* _Assignment_
Copy each record below exactly, please, and leave its pictures out.

* _Study material_
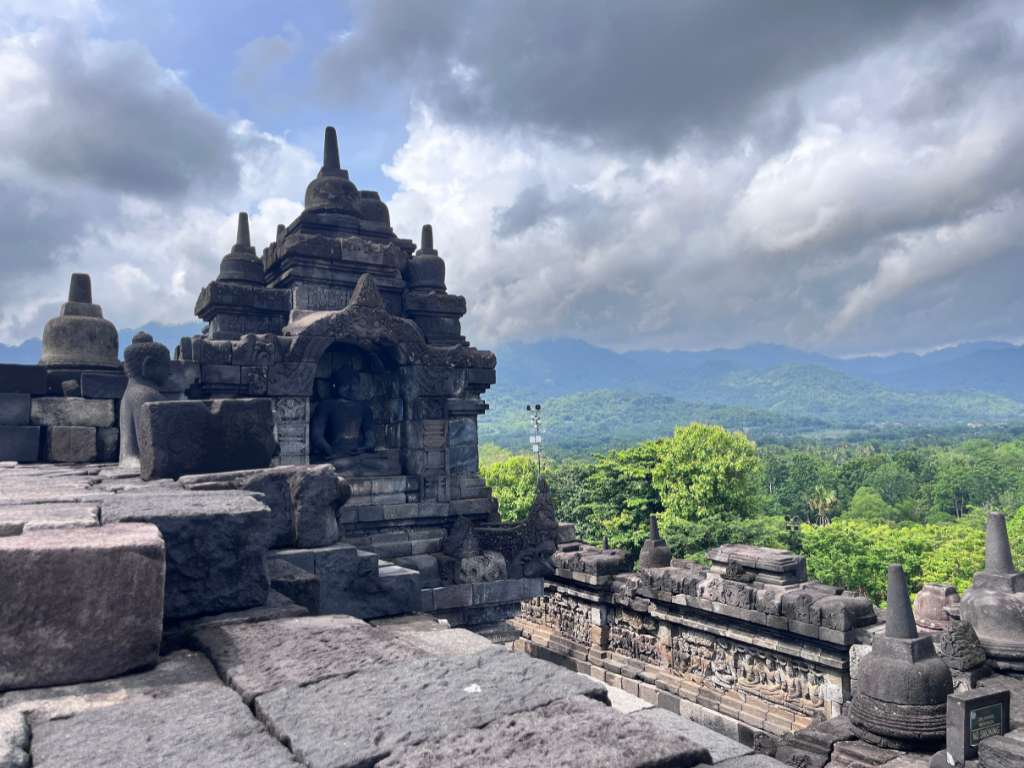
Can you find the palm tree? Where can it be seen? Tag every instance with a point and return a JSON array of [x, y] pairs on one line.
[[822, 502]]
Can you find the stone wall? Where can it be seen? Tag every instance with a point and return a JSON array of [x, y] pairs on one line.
[[68, 416], [749, 641]]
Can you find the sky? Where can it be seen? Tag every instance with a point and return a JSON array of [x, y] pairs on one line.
[[675, 174]]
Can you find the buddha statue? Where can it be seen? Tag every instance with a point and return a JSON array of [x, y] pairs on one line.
[[341, 426], [147, 365]]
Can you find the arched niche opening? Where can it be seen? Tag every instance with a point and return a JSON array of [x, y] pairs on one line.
[[356, 412]]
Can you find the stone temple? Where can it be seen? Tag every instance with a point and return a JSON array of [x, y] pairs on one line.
[[272, 547]]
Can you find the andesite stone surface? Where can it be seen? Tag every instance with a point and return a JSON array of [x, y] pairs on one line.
[[18, 519], [216, 546], [654, 553], [255, 658], [994, 604], [79, 604], [576, 731], [902, 685], [403, 705], [180, 437], [80, 337], [146, 365]]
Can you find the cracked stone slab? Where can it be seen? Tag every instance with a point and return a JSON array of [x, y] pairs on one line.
[[16, 520], [14, 738], [255, 658], [346, 722], [721, 748], [176, 672], [79, 604], [200, 725], [577, 731], [457, 642]]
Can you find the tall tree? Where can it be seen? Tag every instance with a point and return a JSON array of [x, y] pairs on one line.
[[709, 479]]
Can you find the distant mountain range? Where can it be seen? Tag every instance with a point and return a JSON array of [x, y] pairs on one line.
[[597, 398], [31, 350]]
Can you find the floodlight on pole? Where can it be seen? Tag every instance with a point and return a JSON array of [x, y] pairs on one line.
[[536, 439]]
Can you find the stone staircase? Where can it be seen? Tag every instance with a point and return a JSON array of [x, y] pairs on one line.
[[343, 579]]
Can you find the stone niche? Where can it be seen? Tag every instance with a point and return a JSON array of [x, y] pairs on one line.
[[356, 411]]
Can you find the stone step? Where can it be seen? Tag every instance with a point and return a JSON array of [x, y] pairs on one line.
[[371, 486]]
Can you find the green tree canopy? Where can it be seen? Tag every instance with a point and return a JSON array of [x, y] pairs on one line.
[[709, 479]]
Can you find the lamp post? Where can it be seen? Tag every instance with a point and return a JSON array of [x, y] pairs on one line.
[[536, 440]]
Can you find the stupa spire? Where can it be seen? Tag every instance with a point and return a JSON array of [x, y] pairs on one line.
[[332, 160], [900, 622], [80, 290], [998, 558], [242, 239]]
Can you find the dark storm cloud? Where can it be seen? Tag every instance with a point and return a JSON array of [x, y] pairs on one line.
[[642, 76], [105, 115]]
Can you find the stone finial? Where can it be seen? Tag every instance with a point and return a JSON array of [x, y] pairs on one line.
[[427, 240], [332, 160], [998, 558], [242, 239], [900, 622], [80, 337], [367, 294], [80, 290]]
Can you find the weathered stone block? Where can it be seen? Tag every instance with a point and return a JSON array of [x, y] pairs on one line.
[[303, 500], [79, 604], [27, 379], [721, 748], [103, 386], [15, 409], [17, 519], [14, 739], [216, 547], [19, 443], [256, 658], [189, 725], [71, 444], [72, 412], [556, 734], [190, 436], [108, 443], [465, 692]]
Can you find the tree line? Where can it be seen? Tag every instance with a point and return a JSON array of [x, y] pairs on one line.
[[851, 510]]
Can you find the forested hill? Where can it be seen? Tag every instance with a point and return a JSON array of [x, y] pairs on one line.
[[596, 398]]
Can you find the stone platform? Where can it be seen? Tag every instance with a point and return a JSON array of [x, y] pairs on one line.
[[336, 691]]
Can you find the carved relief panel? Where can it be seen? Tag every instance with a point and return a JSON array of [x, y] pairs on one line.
[[727, 666], [634, 636]]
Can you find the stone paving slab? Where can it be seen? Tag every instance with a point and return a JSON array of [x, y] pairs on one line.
[[721, 748], [79, 604], [255, 658], [455, 642], [15, 520], [14, 739], [578, 732], [180, 672], [353, 721], [200, 726], [178, 634], [216, 547]]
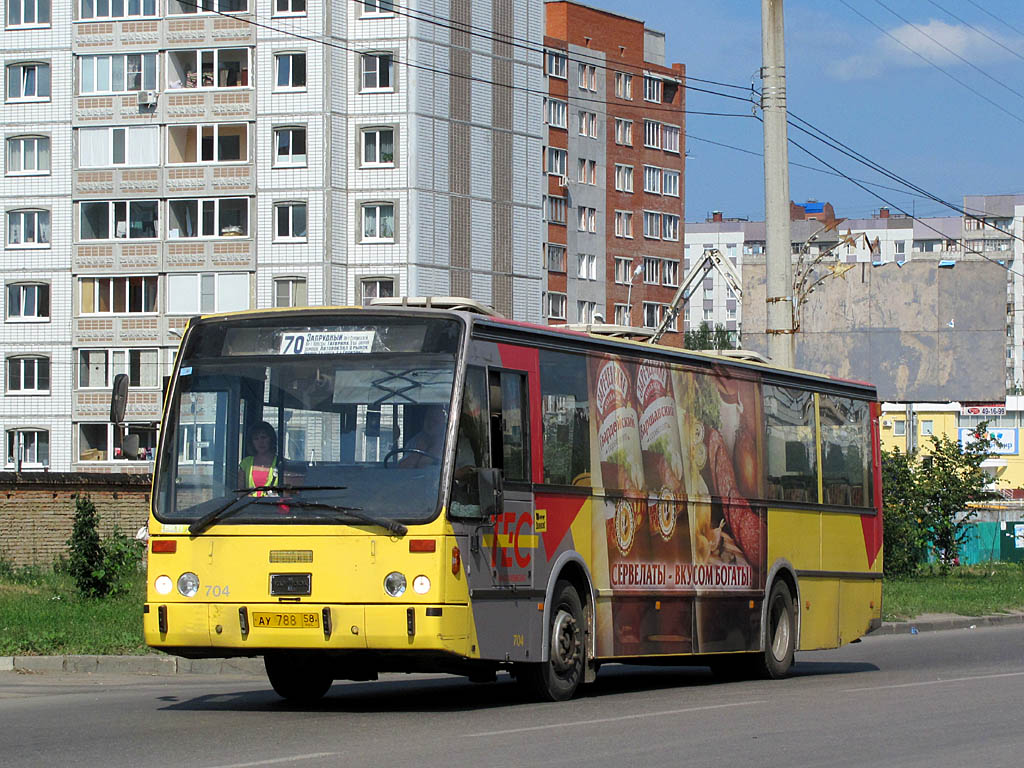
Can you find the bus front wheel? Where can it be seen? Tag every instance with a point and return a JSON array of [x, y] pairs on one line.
[[296, 678], [558, 678], [780, 634]]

* _Response below_
Can you find the palm tree? Where can it be seen? Tag every instance with a point and return a JSON array of [x, y] pairs on one line.
[[822, 502]]
Can you find the stone wall? Where can it be seen? Tag every instance with a point and return a JSON array of [x, y] pairs on one line.
[[68, 416], [749, 641]]
Can you find the sky? Where can it be seen? Tag every instance with a point and return a JSON array of [x, y] pairs on one line.
[[675, 174]]
Can you find the buddha statue? Where can it be seen? Tag every instance with a point and return a JSON array of [x, y] pairs on one line.
[[341, 426], [147, 365]]
Can you find the arched niche opening? Where can it be seen? Tag every instance with a point and return a JSON array of [x, y] pairs on one line.
[[356, 412]]
Can you find the stone temple? Where can it be seen? Tag every instance with a point and return a JSON array of [x, y] pairs on one line.
[[272, 547]]
Can you find the andesite stone surface? Where can it be seen? Tag every instance with a point and return a JSON array of [x, y] pairs on one line.
[[18, 519], [216, 546], [654, 553], [255, 658], [994, 604], [79, 604], [576, 731], [902, 685], [403, 705], [180, 437], [80, 337], [146, 365]]
Can you find the cracked stone slab? Where can it be seen? Tag every instance with a point and return a JSON array of [x, y] pairs on one line.
[[16, 520], [14, 738], [255, 658], [346, 722], [721, 748], [176, 672], [79, 604], [200, 725], [577, 731], [457, 642]]
Can you find the tall tree? Where can it be seen? Tag every instance with a point and return a JSON array of [x, y] pairs on one line.
[[709, 479]]
Can you find the distant mountain range? Where can it be seen? Tag every instance with a point and return a JSON array of [x, y] pairs on one line.
[[597, 398], [31, 350]]
Can you find the floodlight on pole? Where can it be seen? Tag every instance with a point and return a JSON array of [x, y] pairs on one line.
[[536, 439]]
Can you find the stone staircase? Where can it be seen? Tag every instance with a point and return a JSON array of [x, y] pairs on one line.
[[343, 579]]
Can you find the stone niche? Where can it be seen? Tag every instance with a point and return a JSON array of [x, y] pairs on one line.
[[356, 411]]
Can you find the stone step? Where can it be seen? Tag every instance with a point and return a JSON array of [x, y] pairs on one line.
[[371, 486]]
Can you find the green tree canopy? Where can it be seen? Tag every instance with a point and return a JSON array of [x, y] pairs on one line.
[[709, 479]]
Can you find the lamp post? Where can it be seen? Tag every instance with a point and return a JSON array of [x, y] pairs on one line.
[[536, 440]]
Can you find the stupa spire? Where can it be seen? Tag every instance with a point and return a JSON array of [x, y] pairs on one line.
[[332, 160], [900, 622], [80, 290], [998, 558], [242, 239]]
Can you find the dark storm cloud? Where can it be seen? Tag every instance with a point and return a JSON array of [x, y] pairs on one line.
[[642, 76], [105, 115]]
Can you find the stone finial? Where can it be seen? Tag every instance with a point and return a JSON array of [x, y] pairs on one line.
[[427, 240], [332, 160], [998, 558], [242, 239], [900, 622], [80, 337], [367, 294], [80, 290]]
Can you find the weathered stone block? Where can it be seen? Tag every instance with a point and return a JSON array of [x, y] pairs on one line.
[[303, 500], [79, 604], [27, 379], [721, 748], [103, 386], [15, 409], [17, 519], [14, 739], [216, 547], [19, 443], [256, 658], [189, 725], [71, 444], [72, 412], [556, 734], [190, 436], [108, 443], [465, 692]]
Can you find the tree line? Where can it be seen? Tag every instance with a point and return a JSON array of [x, y] pairs on one line.
[[851, 510]]
Can you find the forested hill? Where can it be seen? Tag every instance with a point and return a JSON array of [x, y] pairs on one line.
[[596, 398]]
Can you find the stone platform? Where can it be seen? Tag every instance with a point and return a JSON array of [x, y] pairs on one line.
[[336, 691]]
Can you find the carved relief panel? Where can it be seen? Tag every instance with a point and return a JSON array of [x, y] pairs on one line.
[[727, 666], [634, 636]]
Can you find the stone paving slab? Where can it be seen? Tag every instance with a point and return a JSON array of [x, y] pairs on one line.
[[721, 748], [79, 604], [255, 658], [455, 642], [15, 520], [14, 739], [578, 732], [180, 672], [353, 721], [200, 726], [178, 634], [216, 547]]
Can you find the bus front wheel? Where can it be seen? Tag every instance with a point and return a JSON array of [x, y] pairs on one line.
[[296, 678], [558, 678], [780, 634]]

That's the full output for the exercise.